→ Supplied material
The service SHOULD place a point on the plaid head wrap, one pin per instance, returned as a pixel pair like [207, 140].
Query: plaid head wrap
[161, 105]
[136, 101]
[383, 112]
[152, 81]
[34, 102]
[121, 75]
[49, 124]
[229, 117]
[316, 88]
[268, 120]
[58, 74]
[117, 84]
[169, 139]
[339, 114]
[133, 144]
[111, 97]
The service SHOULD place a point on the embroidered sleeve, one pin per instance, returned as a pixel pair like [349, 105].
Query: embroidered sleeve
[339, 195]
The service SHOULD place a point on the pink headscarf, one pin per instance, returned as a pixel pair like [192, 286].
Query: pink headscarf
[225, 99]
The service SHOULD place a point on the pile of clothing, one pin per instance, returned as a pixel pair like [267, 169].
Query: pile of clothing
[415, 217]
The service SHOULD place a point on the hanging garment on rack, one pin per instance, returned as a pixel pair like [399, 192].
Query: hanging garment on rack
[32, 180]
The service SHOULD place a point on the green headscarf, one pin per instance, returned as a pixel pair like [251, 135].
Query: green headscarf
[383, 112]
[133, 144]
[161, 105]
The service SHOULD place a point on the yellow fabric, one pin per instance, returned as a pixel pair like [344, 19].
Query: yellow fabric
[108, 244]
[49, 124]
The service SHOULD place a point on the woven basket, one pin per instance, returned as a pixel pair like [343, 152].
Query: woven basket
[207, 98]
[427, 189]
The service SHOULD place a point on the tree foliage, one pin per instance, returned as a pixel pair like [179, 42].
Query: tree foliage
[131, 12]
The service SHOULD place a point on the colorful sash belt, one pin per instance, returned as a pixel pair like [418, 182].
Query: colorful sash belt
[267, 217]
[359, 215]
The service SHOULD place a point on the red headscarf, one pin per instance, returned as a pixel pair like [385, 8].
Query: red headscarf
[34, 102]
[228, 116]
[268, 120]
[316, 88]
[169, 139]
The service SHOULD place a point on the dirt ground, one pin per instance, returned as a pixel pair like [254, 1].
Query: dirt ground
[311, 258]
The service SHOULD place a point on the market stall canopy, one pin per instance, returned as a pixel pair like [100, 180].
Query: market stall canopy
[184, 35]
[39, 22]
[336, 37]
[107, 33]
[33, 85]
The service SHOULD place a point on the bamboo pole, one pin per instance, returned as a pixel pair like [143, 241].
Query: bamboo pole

→ Instructions for the task
Every record shown above must be echoed exactly.

→ Output of the task
The service SHOULD place a point on the plaid head wrap, one pin per instance, returned as a pixel pair like [207, 140].
Query: plaid head wrap
[161, 105]
[136, 101]
[383, 112]
[152, 81]
[34, 102]
[121, 75]
[49, 124]
[229, 117]
[316, 88]
[268, 120]
[58, 74]
[117, 84]
[169, 139]
[339, 114]
[133, 144]
[111, 97]
The service SHOULD place a point on the embroidered sleeve, one pin per instance, returned as a pixel pair like [349, 105].
Query: embroidered sleeve
[339, 195]
The service SHOULD place a point on the pink headscarf, one pin per instance, returned as a pixel pair like [192, 286].
Query: pink headscarf
[225, 99]
The service SHOULD place a point on the pile of clothing, one pin per instance, returned as a pixel pair like [267, 169].
Query: pile of clothing
[415, 217]
The service SHOULD place a point on the hanging garment on rack, one pin per instance, returned as a pixel pair like [399, 192].
Query: hanging garment on rack
[32, 180]
The service SHOULD place a point on the green headscarf, one pin per instance, returned as a pixel pair like [251, 135].
Query: green headscarf
[383, 112]
[133, 144]
[161, 105]
The service SHOULD place a point on the yellow fabric, one pin per instance, returned as a pixel pair like [344, 19].
Query: yellow fabric
[108, 244]
[49, 124]
The service SHOULD place a point on the woven basket, one pin per instance, returned as a pixel pair like [343, 152].
Query: woven basket
[207, 98]
[427, 189]
The service SHOULD place a point on the tree foliage, one pin per instance, returned as a pixel pair like [179, 42].
Query: tree foliage
[131, 12]
The service SHOULD place a point on the colorful sash belt, one pin per instance, returned as a pixel pair like [418, 182].
Query: colorful sash belt
[267, 217]
[359, 215]
The service SHOULD place a point on the red headscarf, one pin per instance, returned as a pixel pair like [385, 8].
Query: red headscarf
[34, 102]
[228, 116]
[268, 120]
[316, 88]
[169, 139]
The service SHOULD place a point on the dirt ground, one pin per instance, returned as a pixel pair like [254, 1].
Query: dirt ground
[311, 258]
The service SHOULD place a point on the market stall canopy, one pin per instance, returned as a pixel pair like [100, 180].
Query: market stall canopy
[184, 35]
[39, 22]
[336, 37]
[107, 33]
[33, 85]
The service SHOULD place a point on the bamboo pole, one pin per instance, returned as a pixel pair like [143, 241].
Query: bamboo pole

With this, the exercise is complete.